Exercise aim
Reproduce the passage of the article on KPBX-FM from "KPBX-FM is a" up to and including "are the others.", word for word.
— start Source extract —
KPBX-FM is a public radio station serving Spokane, Washington. It broadcasts at 91.1 MHz with an ERP of 56,000 watts and is one of three stations operated by Spokane Public Radio. KSFC and KPBZ are the others.

Through seven full-power repeaters and six translators, it reaches 70,000 listeners in eastern Washington, northeastern Oregon, northern Idaho, western Montana and southern British Columbia.

History
The station traces its history to a ten-watt transmitter erected in the early 1970s in the home of George Cole in the South Hill neighborhood of Spokane.  It broadcast various kinds of music eight hours a day from 5 p.m. to 1 a.m..  In 1974, David Schoengold, a record store owner and law school student, took over the station from Cole and expanded its broadcast schedule to 24 hours a day.  It became very popular, with people waiting at all hours of the day to go on the air.  It also gained the attention of National Public Radio, which sent tapes of All Things Considered.  The nearest NPR station in the area was KWSU in Pullman, which was all but unlistenable in most of the city despite being only an hour south.
— end Source extract —
— start Information given —
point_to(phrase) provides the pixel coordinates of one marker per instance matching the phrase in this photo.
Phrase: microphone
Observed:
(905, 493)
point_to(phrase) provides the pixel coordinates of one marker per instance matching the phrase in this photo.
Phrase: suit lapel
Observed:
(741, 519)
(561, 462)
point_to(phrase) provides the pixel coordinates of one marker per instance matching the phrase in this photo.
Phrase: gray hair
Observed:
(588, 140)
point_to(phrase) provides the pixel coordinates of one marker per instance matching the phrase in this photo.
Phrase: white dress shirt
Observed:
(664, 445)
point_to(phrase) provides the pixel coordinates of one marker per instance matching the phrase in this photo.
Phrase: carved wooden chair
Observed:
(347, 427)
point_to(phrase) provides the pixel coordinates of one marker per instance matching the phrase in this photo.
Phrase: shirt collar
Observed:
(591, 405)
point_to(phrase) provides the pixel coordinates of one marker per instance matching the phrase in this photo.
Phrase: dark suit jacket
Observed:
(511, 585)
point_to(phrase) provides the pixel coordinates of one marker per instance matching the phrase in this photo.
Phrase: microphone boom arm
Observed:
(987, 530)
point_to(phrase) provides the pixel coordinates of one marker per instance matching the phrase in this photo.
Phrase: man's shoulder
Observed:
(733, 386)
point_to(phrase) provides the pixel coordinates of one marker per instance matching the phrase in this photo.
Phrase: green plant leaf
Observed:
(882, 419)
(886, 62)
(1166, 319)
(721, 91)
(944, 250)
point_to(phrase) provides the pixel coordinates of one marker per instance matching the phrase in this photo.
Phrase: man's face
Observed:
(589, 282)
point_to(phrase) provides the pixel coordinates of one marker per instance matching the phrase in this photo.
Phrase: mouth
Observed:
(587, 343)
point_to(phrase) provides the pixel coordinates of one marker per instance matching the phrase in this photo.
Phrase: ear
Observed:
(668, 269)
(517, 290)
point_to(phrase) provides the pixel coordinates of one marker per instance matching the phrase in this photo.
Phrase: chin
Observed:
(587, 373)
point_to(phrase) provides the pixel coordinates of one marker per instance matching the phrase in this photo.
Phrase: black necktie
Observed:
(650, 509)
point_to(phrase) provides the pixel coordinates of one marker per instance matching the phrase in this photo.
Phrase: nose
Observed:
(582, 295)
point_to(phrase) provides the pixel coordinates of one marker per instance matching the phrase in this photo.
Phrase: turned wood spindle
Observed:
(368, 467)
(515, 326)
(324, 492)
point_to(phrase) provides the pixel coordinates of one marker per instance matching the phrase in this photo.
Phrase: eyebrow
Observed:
— end Information given —
Output
KPBX-FM is a public radio station serving Spokane, Washington. It broadcasts at 91.1 MHz with an ERP of 56,000 watts and is one of three stations operated by Spokane Public Radio. KSFC and KPBZ are the others.